-- Extracted entries follows --

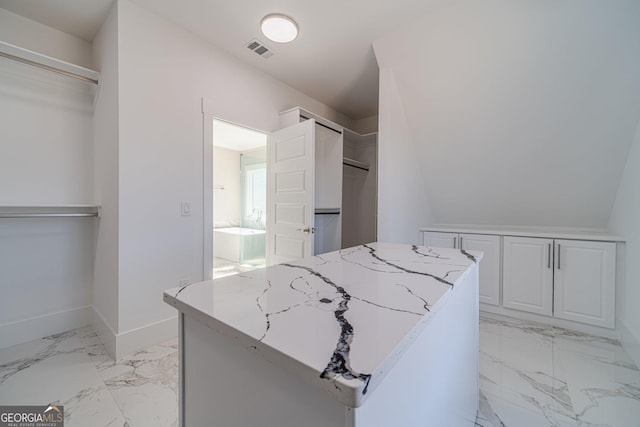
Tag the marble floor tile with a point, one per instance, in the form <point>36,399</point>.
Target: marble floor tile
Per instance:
<point>531,375</point>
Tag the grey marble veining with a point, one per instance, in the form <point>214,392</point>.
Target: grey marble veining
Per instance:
<point>535,375</point>
<point>309,314</point>
<point>530,375</point>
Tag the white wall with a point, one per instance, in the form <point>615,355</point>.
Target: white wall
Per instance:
<point>226,173</point>
<point>625,221</point>
<point>522,112</point>
<point>402,204</point>
<point>46,158</point>
<point>366,125</point>
<point>163,73</point>
<point>32,35</point>
<point>106,181</point>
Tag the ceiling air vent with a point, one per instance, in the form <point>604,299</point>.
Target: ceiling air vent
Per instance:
<point>260,49</point>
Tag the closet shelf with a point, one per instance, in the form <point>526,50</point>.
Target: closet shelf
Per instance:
<point>26,56</point>
<point>327,211</point>
<point>49,211</point>
<point>355,164</point>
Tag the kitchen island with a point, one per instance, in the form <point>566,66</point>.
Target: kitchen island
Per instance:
<point>374,335</point>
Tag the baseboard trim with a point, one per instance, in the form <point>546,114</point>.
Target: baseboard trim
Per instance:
<point>137,339</point>
<point>631,342</point>
<point>502,313</point>
<point>106,334</point>
<point>123,344</point>
<point>33,328</point>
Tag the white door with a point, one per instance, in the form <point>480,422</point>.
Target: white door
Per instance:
<point>290,192</point>
<point>527,275</point>
<point>489,292</point>
<point>440,240</point>
<point>585,282</point>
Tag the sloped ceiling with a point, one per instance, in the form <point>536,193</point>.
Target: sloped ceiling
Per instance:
<point>522,112</point>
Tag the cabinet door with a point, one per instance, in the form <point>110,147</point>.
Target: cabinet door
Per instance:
<point>489,292</point>
<point>585,282</point>
<point>440,240</point>
<point>527,275</point>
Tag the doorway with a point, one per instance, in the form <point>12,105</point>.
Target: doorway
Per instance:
<point>238,198</point>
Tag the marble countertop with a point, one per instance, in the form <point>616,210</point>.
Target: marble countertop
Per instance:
<point>542,232</point>
<point>339,320</point>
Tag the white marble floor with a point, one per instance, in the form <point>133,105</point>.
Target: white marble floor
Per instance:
<point>223,267</point>
<point>530,375</point>
<point>72,369</point>
<point>534,375</point>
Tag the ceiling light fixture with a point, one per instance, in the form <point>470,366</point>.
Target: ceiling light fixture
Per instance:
<point>279,28</point>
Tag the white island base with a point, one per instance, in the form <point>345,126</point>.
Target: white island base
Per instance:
<point>226,382</point>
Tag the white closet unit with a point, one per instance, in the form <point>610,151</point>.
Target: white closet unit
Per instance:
<point>359,189</point>
<point>48,224</point>
<point>345,183</point>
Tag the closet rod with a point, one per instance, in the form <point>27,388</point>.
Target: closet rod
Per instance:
<point>48,68</point>
<point>323,125</point>
<point>354,166</point>
<point>50,215</point>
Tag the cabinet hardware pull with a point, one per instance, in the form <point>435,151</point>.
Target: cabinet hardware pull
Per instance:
<point>558,256</point>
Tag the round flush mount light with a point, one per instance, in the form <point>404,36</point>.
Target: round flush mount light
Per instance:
<point>279,28</point>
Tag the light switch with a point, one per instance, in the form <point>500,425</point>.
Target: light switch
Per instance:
<point>186,208</point>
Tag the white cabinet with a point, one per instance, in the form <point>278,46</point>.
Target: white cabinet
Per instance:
<point>489,291</point>
<point>345,201</point>
<point>568,279</point>
<point>527,276</point>
<point>584,282</point>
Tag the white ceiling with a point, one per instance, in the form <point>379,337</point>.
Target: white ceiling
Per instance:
<point>238,138</point>
<point>332,60</point>
<point>522,112</point>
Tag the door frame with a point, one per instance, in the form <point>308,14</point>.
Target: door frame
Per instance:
<point>209,114</point>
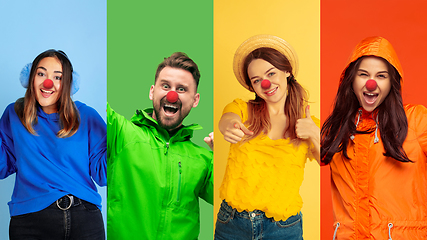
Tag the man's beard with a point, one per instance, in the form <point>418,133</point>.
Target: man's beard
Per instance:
<point>166,122</point>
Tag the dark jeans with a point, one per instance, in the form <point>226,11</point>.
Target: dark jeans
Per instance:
<point>234,225</point>
<point>82,220</point>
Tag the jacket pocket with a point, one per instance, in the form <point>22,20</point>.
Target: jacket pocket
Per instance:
<point>404,229</point>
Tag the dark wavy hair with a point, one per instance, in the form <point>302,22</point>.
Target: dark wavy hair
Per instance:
<point>26,107</point>
<point>258,117</point>
<point>339,126</point>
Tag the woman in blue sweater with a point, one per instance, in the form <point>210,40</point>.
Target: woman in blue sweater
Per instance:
<point>57,148</point>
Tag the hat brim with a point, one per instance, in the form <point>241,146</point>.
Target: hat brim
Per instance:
<point>261,41</point>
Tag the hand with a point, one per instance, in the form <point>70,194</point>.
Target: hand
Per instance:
<point>209,140</point>
<point>305,128</point>
<point>235,131</point>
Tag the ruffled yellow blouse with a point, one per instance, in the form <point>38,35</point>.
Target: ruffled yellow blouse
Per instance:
<point>264,174</point>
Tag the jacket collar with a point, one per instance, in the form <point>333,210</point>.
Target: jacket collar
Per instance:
<point>143,118</point>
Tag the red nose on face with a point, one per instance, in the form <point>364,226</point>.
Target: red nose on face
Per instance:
<point>48,83</point>
<point>371,85</point>
<point>265,84</point>
<point>172,96</point>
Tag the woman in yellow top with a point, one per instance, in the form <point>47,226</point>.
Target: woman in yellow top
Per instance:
<point>271,139</point>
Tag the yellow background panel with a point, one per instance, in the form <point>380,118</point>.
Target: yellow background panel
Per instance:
<point>297,22</point>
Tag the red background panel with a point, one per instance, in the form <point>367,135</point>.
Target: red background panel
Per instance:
<point>343,24</point>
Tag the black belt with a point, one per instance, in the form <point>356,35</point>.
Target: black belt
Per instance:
<point>68,201</point>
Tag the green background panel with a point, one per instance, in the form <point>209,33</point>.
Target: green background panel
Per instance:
<point>140,34</point>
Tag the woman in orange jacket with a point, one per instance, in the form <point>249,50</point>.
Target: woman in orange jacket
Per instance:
<point>376,148</point>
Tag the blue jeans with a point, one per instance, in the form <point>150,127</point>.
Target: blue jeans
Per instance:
<point>63,219</point>
<point>234,225</point>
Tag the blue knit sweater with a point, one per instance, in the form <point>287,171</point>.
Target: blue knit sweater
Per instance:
<point>48,167</point>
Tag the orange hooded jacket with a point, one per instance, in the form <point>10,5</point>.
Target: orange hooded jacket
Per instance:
<point>378,197</point>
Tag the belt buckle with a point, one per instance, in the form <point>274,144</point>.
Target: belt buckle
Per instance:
<point>69,206</point>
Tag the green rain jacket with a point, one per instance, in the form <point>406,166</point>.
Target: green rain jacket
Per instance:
<point>154,182</point>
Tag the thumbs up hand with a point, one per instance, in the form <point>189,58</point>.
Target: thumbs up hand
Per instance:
<point>232,128</point>
<point>305,128</point>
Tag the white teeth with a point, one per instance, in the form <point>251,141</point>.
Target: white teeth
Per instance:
<point>170,106</point>
<point>272,90</point>
<point>50,92</point>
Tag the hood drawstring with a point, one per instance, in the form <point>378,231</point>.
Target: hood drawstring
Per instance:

-- Extracted entries concluded --

Starting at the line that has "Target: woman in yellow top" and ending at the line that has "Tag the red background", please write out the lines above exactly, leaving out all others.

* [Written answer]:
Target: woman in yellow top
Per instance:
<point>271,139</point>
Tag the yellow background panel with a point, one per instance, in the form <point>380,118</point>.
Target: yellow background panel
Per instance:
<point>297,22</point>
Tag the red background panel with a point, one per instance, in the form <point>367,135</point>.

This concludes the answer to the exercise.